◆ Written exercise ◆
In the listing below, switch every "photograph" to "image" and keep everything else the same.
════════════════
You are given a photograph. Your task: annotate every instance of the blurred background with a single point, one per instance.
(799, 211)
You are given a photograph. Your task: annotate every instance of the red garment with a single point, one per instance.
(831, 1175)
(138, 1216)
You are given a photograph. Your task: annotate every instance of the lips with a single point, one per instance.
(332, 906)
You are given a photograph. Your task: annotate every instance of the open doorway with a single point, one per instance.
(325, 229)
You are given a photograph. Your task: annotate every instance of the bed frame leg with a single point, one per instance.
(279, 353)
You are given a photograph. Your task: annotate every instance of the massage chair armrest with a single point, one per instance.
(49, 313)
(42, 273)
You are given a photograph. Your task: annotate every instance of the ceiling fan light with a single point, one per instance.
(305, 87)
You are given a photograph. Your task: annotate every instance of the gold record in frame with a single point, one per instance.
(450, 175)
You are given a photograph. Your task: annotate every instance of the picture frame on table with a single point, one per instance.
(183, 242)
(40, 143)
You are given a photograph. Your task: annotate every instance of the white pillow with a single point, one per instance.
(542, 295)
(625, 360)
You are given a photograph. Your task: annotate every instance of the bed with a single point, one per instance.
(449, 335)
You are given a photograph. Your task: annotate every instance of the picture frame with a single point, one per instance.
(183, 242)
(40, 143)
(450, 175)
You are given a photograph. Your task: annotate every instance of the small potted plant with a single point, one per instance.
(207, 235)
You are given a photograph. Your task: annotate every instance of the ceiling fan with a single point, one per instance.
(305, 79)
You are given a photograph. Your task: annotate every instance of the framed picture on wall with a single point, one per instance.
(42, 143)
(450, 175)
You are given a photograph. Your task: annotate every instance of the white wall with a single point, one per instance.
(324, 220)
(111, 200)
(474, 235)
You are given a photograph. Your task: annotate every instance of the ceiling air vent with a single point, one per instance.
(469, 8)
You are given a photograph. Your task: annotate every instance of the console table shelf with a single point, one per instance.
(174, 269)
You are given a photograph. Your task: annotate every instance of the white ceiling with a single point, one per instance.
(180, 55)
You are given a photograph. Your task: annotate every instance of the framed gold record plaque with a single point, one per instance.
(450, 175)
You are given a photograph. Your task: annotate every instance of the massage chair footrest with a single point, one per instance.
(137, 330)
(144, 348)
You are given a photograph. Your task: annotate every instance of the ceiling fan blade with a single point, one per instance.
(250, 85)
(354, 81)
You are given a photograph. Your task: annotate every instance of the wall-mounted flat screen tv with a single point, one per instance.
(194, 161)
════════════════
◆ Worked solution ◆
You are given a image. Your task: annotate every instance of the blurred background with a single point, one per instance.
(799, 211)
You are given a image. Your task: annotate every instance of the red garment with a single point, one per instance.
(831, 1175)
(138, 1216)
You are given a image. Your task: annotate every instance of the lips with a single point, one per instance.
(332, 906)
You are given a image. Your task: annotate every instance of the open doorway with a single point, one per instance.
(325, 229)
You are given a image. Your task: annotate every instance of the bed frame leg with a single point, one per instance.
(279, 353)
You are given a image. Your task: annotate every instance of the massage chair armrest with a single point, one per instance.
(49, 313)
(42, 273)
You are given a image. Your task: annotate every instance of the ceiling fan light with a single point, one per instance.
(305, 87)
You are given a image. Your task: annotate every instance of the gold record in frame with a single point, one per instance.
(450, 175)
You are given a image. Your task: annotate every instance of the picture frame on table with a single point, one per instance.
(183, 242)
(40, 143)
You are given a image. Your task: annotate every instance of the white pillow with a single point, one per instance.
(542, 295)
(625, 360)
You are given a image. Your task: annotate every instance of the bed with a single point, one per instance.
(449, 335)
You are given a image. Your task: annotate every instance of the picture frame with a single point, one per instance.
(183, 242)
(40, 143)
(450, 175)
You are given a image. Your task: annotate every instance of the small potted plant with a single point, one per instance.
(207, 235)
You are given a image. Your task: annotate every instance of the ceiling fan with a single point, one per instance.
(305, 79)
You are given a image. Your task: annotate every instance of the framed picture on wall with a single point, one per instance.
(42, 143)
(450, 175)
You are given a image. Your task: annotate every instance of the white wall with a single point, one per instance.
(324, 220)
(111, 200)
(474, 235)
You are given a image. Your task: annotate every instance of the ceiling air vent with a single point, one per instance.
(469, 8)
You are given a image. Your task: annotate every instance of the console table shelf with a single point, one per instance.
(174, 269)
You are given a image. Your task: annotate every instance of the white ceiling with a single point, one per instance.
(180, 55)
You are given a image. Your task: annotate every instance of the framed gold record plaque with a single point, one per instance.
(450, 175)
You are given a image. Your task: annotate every instance of the massage chair footrest with a single point, one per instance.
(137, 330)
(144, 348)
You are given a image. Your task: annotate every instance of the ceiling fan blade with a single point, one per instance.
(250, 85)
(354, 81)
You are given a image. Your task: annotate every instance of the wall-mounted flat screen tv with a single point, one per instance.
(194, 161)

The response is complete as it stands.